═════ PASSAGE FOR REVIEW
Cardiology Teaching Package
A Beginners Guide to Normal Heart Function, Sinus Rhythm & Common Cardiac Arrhythmias
Cardiac Conduction System
Going back to the analogy of the central heating system, the pump, pipes and radiators are of no use unless connected to a power supply. The pump needs electricity to work. The human heart has a similar need for a power source and also uses electricity. Thankfully we don't need to plug ourselves in to the mains, the heart is able to create it's own electrical impulses and control the route the impulses take via a specialised conduction pathway.
This pathway is made up of 5 elements:
- The sino-atrial (SA) node
- The atrio-ventricular (AV) node
- The bundle of His
- The left and right bundle branches
- The Purkinje fibres
Image: The cardiac conduction system
The SA node is the natural pacemaker of the heart. You may have heard of permanent pacemakers (PPMs) and temporary pacing wires (TPWs) which are used when the SA node has ceased to function properly.
The SA node releases electrical stimuli at a regular rate, the rate is dictated by the needs of the body. Each stimulus passes through the myocardial cells of the atria creating a wave of contraction which spreads rapidly through both atria.
As an analogy, imagine a picture made up of dominoes. One domino is pushed over causing a wave of collapsing dominoes spreading out across the picture until all dominoes are down.
══════════
--- ACTIVITY LIST ---
- 1) According to the passage on the cardiac conduction system, which structure is the heart's natural pacemaker?
- 2) Using the passage on the cardiac conduction system, explain in one to three sentences why people don't need to plug themselves in to the mains to power the heart.
- 3) From the passage on the cardiac conduction system, reproduce the text starting with "Cardiology Teaching Package" and going on through "specialised conduction pathway.".
═════ DATA LISTING
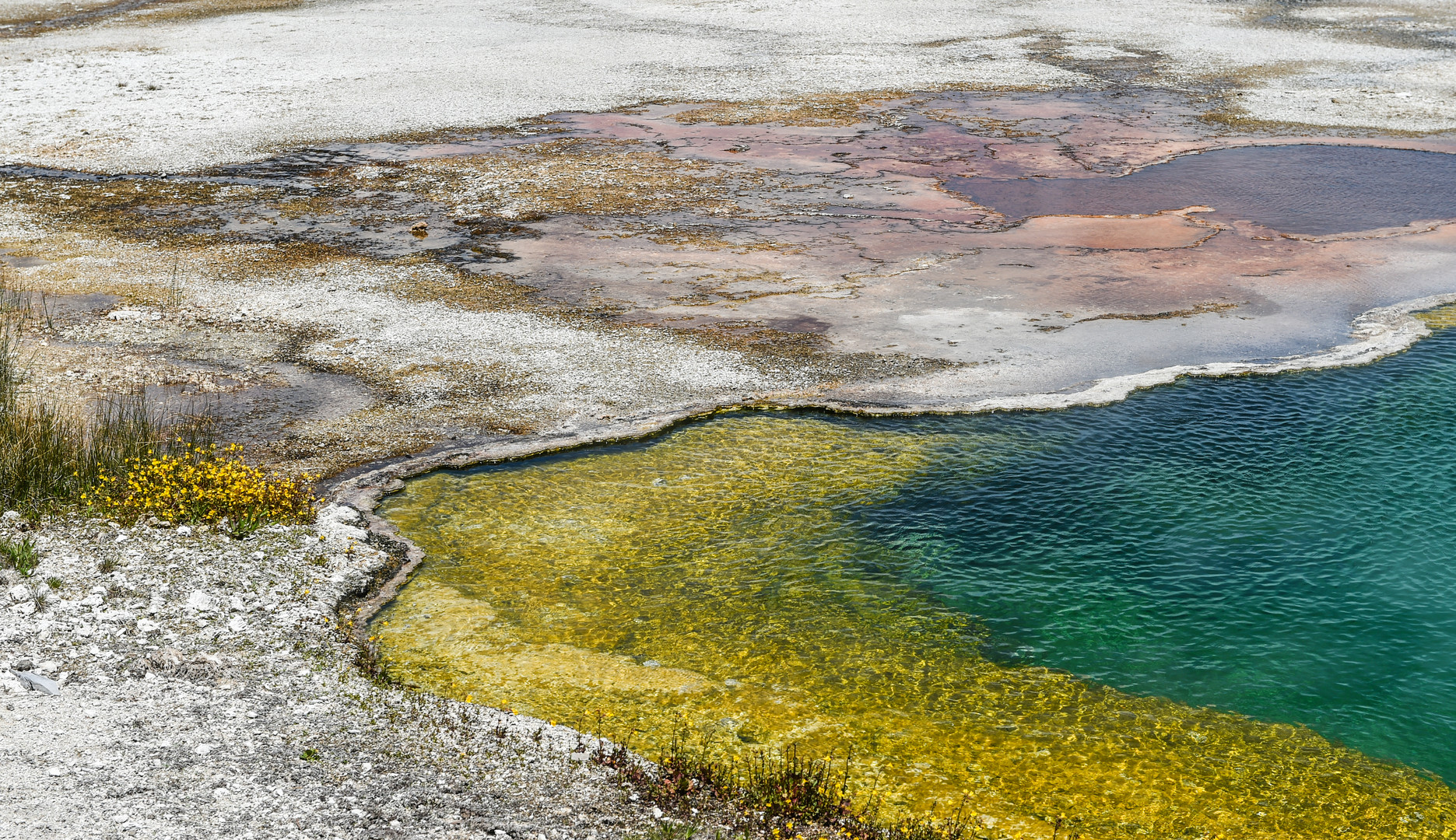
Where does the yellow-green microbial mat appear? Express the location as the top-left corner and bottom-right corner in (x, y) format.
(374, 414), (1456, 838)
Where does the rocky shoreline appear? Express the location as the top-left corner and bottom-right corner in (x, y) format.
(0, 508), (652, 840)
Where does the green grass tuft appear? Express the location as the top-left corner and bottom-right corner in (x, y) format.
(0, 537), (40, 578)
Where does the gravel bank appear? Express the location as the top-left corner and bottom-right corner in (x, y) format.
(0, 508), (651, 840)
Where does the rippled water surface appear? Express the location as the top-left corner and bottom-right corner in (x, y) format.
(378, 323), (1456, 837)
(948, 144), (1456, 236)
══════════
--- SOLUTIONS TO EACH TASK ---
- 1) The sino-atrial (SA) node is the heart's natural pacemaker.

- 2) The heart creates its own electrical impulses. It also controls the route those impulses take through a specialized conduction pathway, so it needs no outside power supply.

- 3)
Cardiology Teaching Package
A Beginners Guide to Normal Heart Function, Sinus Rhythm & Common Cardiac Arrhythmias
Cardiac Conduction System
Going back to the analogy of the central heating system, the pump, pipes and radiators are of no use unless connected to a power supply. The pump needs electricity to work. The human heart has a similar need for a power source and also uses electricity. Thankfully we don't need to plug ourselves in to the mains, the heart is able to create it's own electrical impulses and control the route the impulses take via a specialised conduction pathway.